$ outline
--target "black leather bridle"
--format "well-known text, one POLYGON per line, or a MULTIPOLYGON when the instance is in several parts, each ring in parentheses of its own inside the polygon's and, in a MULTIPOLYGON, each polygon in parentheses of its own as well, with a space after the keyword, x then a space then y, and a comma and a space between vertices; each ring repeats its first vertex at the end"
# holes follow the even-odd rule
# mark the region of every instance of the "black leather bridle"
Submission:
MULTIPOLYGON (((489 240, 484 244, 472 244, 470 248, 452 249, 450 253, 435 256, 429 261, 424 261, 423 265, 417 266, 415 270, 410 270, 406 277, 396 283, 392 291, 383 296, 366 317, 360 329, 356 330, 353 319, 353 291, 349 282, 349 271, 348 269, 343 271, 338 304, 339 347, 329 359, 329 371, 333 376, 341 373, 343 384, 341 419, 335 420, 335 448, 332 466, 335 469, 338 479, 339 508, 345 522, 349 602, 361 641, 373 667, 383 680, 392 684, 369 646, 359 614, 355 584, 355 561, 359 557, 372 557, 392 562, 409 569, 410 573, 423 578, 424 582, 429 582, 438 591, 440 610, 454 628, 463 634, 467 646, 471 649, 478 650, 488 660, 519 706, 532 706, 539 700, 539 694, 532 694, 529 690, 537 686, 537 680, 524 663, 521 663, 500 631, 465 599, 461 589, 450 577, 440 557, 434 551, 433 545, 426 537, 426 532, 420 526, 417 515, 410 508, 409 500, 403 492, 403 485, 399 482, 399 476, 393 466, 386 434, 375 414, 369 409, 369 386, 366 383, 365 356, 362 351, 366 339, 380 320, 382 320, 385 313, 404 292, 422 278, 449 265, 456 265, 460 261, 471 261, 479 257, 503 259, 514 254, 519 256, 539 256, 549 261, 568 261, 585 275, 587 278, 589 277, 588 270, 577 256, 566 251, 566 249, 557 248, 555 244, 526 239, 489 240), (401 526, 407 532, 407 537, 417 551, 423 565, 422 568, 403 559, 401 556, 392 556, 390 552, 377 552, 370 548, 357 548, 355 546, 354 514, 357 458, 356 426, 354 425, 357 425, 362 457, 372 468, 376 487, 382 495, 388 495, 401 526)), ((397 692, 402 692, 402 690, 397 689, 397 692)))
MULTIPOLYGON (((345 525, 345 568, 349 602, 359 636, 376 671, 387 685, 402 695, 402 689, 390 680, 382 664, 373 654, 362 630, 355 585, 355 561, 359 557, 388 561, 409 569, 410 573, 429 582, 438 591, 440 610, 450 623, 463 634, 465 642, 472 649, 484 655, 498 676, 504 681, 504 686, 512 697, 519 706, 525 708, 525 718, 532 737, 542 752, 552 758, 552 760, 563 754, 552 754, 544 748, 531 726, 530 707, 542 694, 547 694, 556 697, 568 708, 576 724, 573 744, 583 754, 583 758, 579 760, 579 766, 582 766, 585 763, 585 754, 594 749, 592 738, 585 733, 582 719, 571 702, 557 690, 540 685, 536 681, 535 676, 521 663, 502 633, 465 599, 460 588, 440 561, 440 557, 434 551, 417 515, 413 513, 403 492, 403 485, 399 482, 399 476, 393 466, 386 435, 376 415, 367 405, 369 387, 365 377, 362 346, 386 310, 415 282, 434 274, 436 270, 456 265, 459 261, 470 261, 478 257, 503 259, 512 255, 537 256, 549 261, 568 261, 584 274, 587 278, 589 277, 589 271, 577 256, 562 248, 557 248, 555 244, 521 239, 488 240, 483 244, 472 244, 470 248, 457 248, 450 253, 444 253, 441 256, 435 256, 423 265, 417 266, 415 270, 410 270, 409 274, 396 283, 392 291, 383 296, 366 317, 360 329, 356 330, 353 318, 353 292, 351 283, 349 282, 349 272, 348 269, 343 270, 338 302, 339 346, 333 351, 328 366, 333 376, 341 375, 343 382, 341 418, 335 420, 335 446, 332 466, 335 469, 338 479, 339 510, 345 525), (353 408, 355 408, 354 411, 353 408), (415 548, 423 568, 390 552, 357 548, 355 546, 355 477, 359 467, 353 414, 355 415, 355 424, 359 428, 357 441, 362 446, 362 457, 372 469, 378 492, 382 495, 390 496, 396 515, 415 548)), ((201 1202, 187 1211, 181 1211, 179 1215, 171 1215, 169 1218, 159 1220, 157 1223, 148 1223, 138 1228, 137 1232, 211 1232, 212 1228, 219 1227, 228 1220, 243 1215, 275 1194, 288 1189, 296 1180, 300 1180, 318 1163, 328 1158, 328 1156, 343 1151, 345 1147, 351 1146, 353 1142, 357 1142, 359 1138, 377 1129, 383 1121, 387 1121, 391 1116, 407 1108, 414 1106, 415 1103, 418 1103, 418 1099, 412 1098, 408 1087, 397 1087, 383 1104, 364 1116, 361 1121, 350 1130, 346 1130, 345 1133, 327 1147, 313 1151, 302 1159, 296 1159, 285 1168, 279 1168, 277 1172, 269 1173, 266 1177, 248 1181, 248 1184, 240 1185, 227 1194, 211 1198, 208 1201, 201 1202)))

========

▸ TASK TO CARRY OUT
Reproduce every line of the listing above word for word, with nothing altered.

▸ ANSWER IN FULL
$ outline
--target "black leather bridle"
--format "well-known text, one POLYGON per line, or a MULTIPOLYGON when the instance is in several parts, each ring in parentheses of its own inside the polygon's and, in a MULTIPOLYGON, each polygon in parentheses of its own as well, with a space after the keyword, x then a space then y, and a comma and a space between vertices; each ring repeats its first vertex at the end"
# holes follow the even-odd rule
# mark the region of every instance of the "black leather bridle"
Submission:
MULTIPOLYGON (((489 240, 484 244, 472 244, 470 248, 452 249, 450 253, 435 256, 429 261, 424 261, 423 265, 417 266, 415 270, 410 270, 406 277, 396 283, 392 291, 383 296, 366 317, 360 329, 356 330, 353 319, 353 291, 349 282, 349 271, 348 269, 343 271, 338 304, 339 347, 329 359, 329 371, 333 376, 341 373, 343 384, 341 419, 335 420, 335 448, 332 466, 335 469, 338 479, 339 508, 345 522, 349 602, 361 641, 373 667, 383 680, 392 684, 369 646, 359 614, 355 584, 355 561, 359 557, 372 557, 392 562, 409 569, 410 573, 423 578, 424 582, 429 582, 438 591, 440 610, 454 628, 463 634, 467 646, 471 649, 478 650, 488 660, 519 706, 532 706, 539 700, 539 694, 532 694, 529 690, 537 686, 537 680, 524 663, 521 663, 500 631, 465 599, 461 589, 450 577, 440 557, 434 551, 433 545, 426 537, 426 532, 420 526, 417 515, 410 508, 409 500, 403 492, 403 485, 399 482, 399 476, 393 466, 386 434, 375 414, 369 409, 369 386, 366 383, 365 356, 362 351, 366 339, 380 320, 382 320, 385 313, 404 292, 422 278, 449 265, 456 265, 460 261, 471 261, 479 257, 503 259, 514 254, 519 256, 539 256, 549 261, 568 261, 585 275, 587 278, 589 277, 588 270, 577 256, 566 251, 566 249, 557 248, 555 244, 526 239, 489 240), (401 526, 407 532, 407 537, 417 551, 423 565, 422 568, 403 559, 401 556, 392 556, 390 552, 377 552, 370 548, 357 548, 355 546, 354 514, 357 458, 356 426, 354 425, 357 425, 362 457, 372 468, 376 487, 382 495, 388 495, 401 526)), ((397 692, 402 692, 402 690, 397 689, 397 692)))
MULTIPOLYGON (((345 525, 345 568, 349 602, 359 636, 376 671, 387 685, 402 695, 402 689, 390 680, 382 664, 373 654, 362 630, 355 585, 355 561, 359 557, 388 561, 409 569, 410 573, 429 582, 438 591, 440 610, 450 623, 463 634, 465 642, 472 649, 484 655, 498 676, 504 681, 504 686, 512 697, 519 706, 525 708, 525 718, 532 737, 542 752, 552 758, 552 760, 563 754, 552 754, 544 748, 531 726, 530 707, 542 694, 547 694, 556 697, 568 708, 576 724, 573 744, 583 754, 583 758, 579 760, 579 766, 582 766, 585 763, 585 754, 594 749, 592 738, 585 733, 582 719, 571 702, 557 690, 540 685, 536 681, 535 676, 521 663, 502 633, 465 599, 460 588, 440 561, 440 557, 434 551, 417 515, 413 513, 403 492, 403 485, 399 482, 399 476, 393 466, 386 435, 376 415, 367 405, 369 387, 365 377, 362 346, 386 310, 415 282, 434 274, 436 270, 456 265, 459 261, 470 261, 478 257, 503 259, 512 255, 537 256, 549 261, 568 261, 584 274, 587 278, 589 277, 589 271, 577 256, 562 248, 557 248, 555 244, 521 239, 488 240, 483 244, 472 244, 470 248, 457 248, 450 253, 444 253, 441 256, 435 256, 423 265, 417 266, 415 270, 410 270, 409 274, 396 283, 392 291, 383 296, 366 317, 360 329, 356 330, 353 318, 353 292, 351 283, 349 282, 349 272, 348 269, 343 270, 338 302, 339 346, 333 351, 328 366, 333 376, 341 375, 343 382, 341 418, 335 420, 335 446, 332 466, 335 469, 338 479, 339 510, 345 525), (353 408, 355 408, 354 411, 353 408), (415 548, 423 568, 390 552, 357 548, 355 546, 355 477, 359 467, 353 414, 355 415, 355 424, 359 428, 357 441, 362 446, 362 457, 372 469, 378 492, 382 495, 390 496, 396 515, 415 548)), ((201 1202, 187 1211, 181 1211, 179 1215, 171 1215, 169 1218, 159 1220, 157 1223, 148 1223, 138 1228, 137 1232, 211 1232, 212 1228, 219 1227, 228 1220, 243 1215, 275 1194, 288 1189, 296 1180, 300 1180, 318 1163, 328 1158, 328 1156, 343 1151, 345 1147, 351 1146, 353 1142, 357 1142, 359 1138, 377 1129, 383 1121, 387 1121, 391 1116, 407 1108, 414 1106, 415 1103, 418 1103, 418 1099, 412 1098, 408 1087, 397 1087, 383 1104, 364 1116, 361 1121, 350 1130, 346 1130, 345 1133, 327 1147, 313 1151, 302 1159, 296 1159, 285 1168, 279 1168, 277 1172, 269 1173, 266 1177, 248 1181, 248 1184, 240 1185, 227 1194, 211 1198, 208 1201, 201 1202)))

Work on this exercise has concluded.